◆ To be done
Rewrite the material from the line containing "Annotation task — point out every instance of the small" through the line containing "[(45, 131), (142, 54)]", both included, swapping "tuples" for "pairs" and changing nothing else. Give only those lines.

◆ Given data

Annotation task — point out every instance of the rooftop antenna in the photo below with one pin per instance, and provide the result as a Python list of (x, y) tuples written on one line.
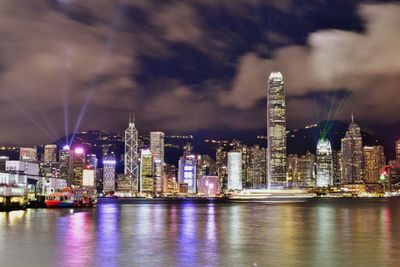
[(131, 118)]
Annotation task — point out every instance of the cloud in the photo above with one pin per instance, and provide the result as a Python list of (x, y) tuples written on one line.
[(367, 64), (51, 51)]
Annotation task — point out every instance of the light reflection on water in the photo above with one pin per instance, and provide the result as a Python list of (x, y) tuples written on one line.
[(316, 233)]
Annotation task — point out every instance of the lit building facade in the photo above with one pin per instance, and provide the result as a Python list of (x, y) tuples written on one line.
[(146, 172), (131, 159), (305, 174), (374, 161), (352, 153), (398, 151), (78, 163), (28, 154), (88, 176), (256, 167), (324, 163), (234, 170), (187, 173), (109, 164), (157, 149), (65, 161), (276, 130), (221, 163), (209, 186), (50, 153)]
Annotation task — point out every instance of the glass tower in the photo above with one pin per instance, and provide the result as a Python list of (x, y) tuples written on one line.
[(324, 163), (276, 128), (131, 153), (352, 155)]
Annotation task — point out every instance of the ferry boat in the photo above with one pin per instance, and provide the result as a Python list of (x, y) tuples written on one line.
[(68, 199), (13, 197), (267, 194), (60, 200)]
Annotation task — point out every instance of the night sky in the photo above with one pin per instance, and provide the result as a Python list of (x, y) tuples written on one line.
[(187, 66)]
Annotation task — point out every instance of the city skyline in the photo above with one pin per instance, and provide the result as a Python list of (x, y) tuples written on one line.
[(78, 78)]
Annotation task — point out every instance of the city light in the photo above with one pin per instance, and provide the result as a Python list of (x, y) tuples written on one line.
[(79, 150)]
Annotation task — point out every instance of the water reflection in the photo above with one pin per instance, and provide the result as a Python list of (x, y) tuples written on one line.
[(318, 233), (107, 245), (76, 248)]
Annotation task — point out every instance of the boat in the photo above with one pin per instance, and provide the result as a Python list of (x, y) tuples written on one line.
[(60, 200), (268, 194), (68, 198), (13, 197)]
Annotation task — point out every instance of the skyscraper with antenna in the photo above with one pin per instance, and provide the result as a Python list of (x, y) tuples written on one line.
[(131, 153), (276, 128)]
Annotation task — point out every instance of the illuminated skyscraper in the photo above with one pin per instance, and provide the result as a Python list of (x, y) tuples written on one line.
[(109, 163), (157, 149), (398, 151), (50, 153), (234, 170), (374, 160), (146, 172), (28, 154), (256, 166), (324, 163), (65, 163), (78, 163), (276, 129), (131, 153), (221, 162), (305, 174), (187, 173), (352, 153)]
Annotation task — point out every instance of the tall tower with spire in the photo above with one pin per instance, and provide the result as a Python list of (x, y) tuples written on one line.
[(276, 130), (352, 155), (131, 153)]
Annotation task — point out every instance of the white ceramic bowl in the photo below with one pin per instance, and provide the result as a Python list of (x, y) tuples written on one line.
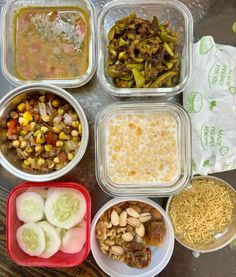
[(222, 240), (160, 256)]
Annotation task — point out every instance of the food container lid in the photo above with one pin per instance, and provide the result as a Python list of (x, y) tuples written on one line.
[(59, 259), (173, 11), (8, 12), (125, 115)]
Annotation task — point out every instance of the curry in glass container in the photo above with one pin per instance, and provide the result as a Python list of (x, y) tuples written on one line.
[(51, 43)]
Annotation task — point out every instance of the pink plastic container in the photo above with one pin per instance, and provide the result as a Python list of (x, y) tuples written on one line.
[(60, 259)]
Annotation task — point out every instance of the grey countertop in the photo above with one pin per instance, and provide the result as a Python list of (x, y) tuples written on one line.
[(210, 18)]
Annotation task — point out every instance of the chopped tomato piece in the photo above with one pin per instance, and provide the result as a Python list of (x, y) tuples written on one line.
[(62, 157), (12, 129), (51, 138)]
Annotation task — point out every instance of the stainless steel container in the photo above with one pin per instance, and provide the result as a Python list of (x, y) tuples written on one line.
[(7, 157)]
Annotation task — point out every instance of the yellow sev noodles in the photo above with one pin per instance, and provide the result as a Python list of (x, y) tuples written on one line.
[(201, 211)]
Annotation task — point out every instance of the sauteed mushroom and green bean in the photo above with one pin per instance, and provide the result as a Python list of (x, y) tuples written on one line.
[(143, 53), (45, 132)]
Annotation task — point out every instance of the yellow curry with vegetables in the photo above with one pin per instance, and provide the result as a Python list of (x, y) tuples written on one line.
[(51, 43)]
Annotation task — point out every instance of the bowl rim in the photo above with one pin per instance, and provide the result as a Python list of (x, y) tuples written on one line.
[(47, 185), (143, 92), (150, 202), (85, 133), (187, 246)]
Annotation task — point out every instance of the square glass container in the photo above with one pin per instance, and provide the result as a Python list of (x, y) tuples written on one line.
[(130, 161), (59, 259), (173, 11), (8, 13)]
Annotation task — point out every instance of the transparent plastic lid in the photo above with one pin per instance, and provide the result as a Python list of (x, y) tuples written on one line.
[(9, 40), (143, 148), (179, 18)]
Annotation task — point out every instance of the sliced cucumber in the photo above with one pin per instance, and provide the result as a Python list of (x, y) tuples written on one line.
[(74, 240), (61, 232), (52, 239), (82, 224), (40, 191), (65, 207), (30, 207), (30, 238)]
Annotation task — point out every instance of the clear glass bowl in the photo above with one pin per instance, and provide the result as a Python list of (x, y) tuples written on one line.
[(144, 188), (173, 11), (7, 23)]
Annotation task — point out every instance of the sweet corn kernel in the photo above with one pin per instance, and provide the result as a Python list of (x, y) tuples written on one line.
[(56, 130), (26, 163), (40, 138), (80, 129), (23, 144), (75, 124), (46, 118), (16, 143), (30, 160), (61, 111), (55, 103), (59, 143), (56, 160), (70, 156), (44, 129), (41, 162), (21, 107), (28, 149), (23, 133), (42, 98), (23, 121), (38, 148), (63, 136), (48, 147), (74, 133), (28, 116), (32, 125)]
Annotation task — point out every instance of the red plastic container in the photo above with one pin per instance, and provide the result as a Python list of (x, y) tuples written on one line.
[(60, 259)]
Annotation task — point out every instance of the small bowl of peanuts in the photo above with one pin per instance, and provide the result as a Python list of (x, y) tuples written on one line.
[(132, 237)]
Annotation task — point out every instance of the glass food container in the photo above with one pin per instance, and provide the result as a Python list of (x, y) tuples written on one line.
[(11, 8), (172, 11), (143, 149)]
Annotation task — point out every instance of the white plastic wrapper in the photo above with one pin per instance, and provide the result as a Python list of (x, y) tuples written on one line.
[(210, 100)]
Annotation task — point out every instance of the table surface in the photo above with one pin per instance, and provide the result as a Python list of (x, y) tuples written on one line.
[(210, 18)]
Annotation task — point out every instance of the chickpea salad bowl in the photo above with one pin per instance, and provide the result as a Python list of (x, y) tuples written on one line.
[(43, 134)]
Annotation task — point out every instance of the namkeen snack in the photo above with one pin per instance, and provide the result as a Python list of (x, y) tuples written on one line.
[(143, 53), (45, 132), (202, 211), (126, 231), (51, 42), (141, 148), (55, 222)]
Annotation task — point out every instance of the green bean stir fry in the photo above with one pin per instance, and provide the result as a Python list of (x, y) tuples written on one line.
[(45, 131), (142, 54)]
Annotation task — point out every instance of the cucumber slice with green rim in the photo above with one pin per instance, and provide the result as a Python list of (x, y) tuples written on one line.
[(30, 238), (30, 207), (40, 191), (74, 240), (65, 207), (52, 239)]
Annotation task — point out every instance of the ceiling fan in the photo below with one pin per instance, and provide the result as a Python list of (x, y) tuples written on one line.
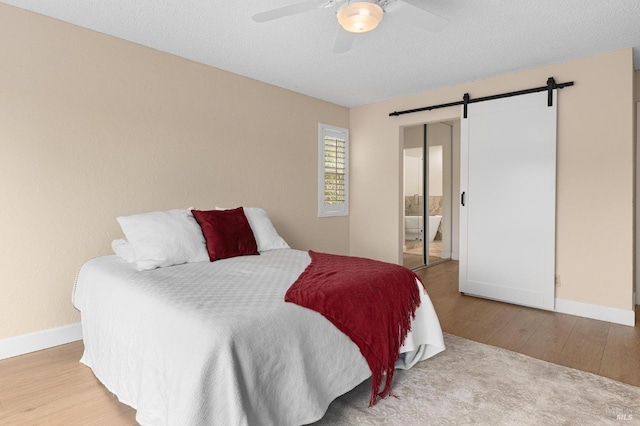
[(360, 16)]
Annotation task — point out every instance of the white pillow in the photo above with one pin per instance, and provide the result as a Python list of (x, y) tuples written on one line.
[(264, 232), (123, 250), (164, 238)]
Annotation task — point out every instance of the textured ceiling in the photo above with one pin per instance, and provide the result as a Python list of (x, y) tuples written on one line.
[(484, 38)]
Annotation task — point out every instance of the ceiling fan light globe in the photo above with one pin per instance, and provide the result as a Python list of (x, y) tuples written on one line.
[(360, 17)]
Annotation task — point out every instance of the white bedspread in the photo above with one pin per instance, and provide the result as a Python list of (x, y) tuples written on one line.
[(215, 343)]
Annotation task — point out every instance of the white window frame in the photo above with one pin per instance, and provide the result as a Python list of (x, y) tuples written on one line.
[(333, 209)]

◆ Solution to this exercise
Annotation task — point out every instance of the small bowl of peanuts in the photo above with one pin per instance, and provide the result as a Python list of (x, y) pairs written on one line.
[(132, 237)]
Annotation task — point out every instance of the glass food container in the photo above with one pin per instance, and provide the result as a Python list of (x, y) pairs written on one line.
[(11, 8), (172, 11), (143, 149)]
Annotation task — point out every instance of the white plastic wrapper in the photo above with one pin per instance, and provide the result as a Python list of (x, y) pairs written on one line.
[(210, 100)]
Annotation task — point out every instance of the table surface in the photo above with one pin per instance, and provide the result as a Python list of (x, y) pairs written on one line.
[(210, 18)]
Annotation task — point out every instance of the chickpea salad bowl in the photo above with one pin per instance, and provide the result as a Python list of (x, y) pairs written on one line.
[(43, 134)]
Annotation task — point out every instance of the namkeen snack in the photo above with one pin per instance, and provide the result as a Python list of (x, y) pairs written on one line.
[(143, 53), (45, 132), (202, 211), (126, 231), (51, 42), (141, 148), (55, 222)]
Annotation task — point out every instance of the green bean stir fry in the photo above with one pin per instance, and provide the result as a Python list of (x, y) pairs written on one line.
[(45, 131), (142, 54)]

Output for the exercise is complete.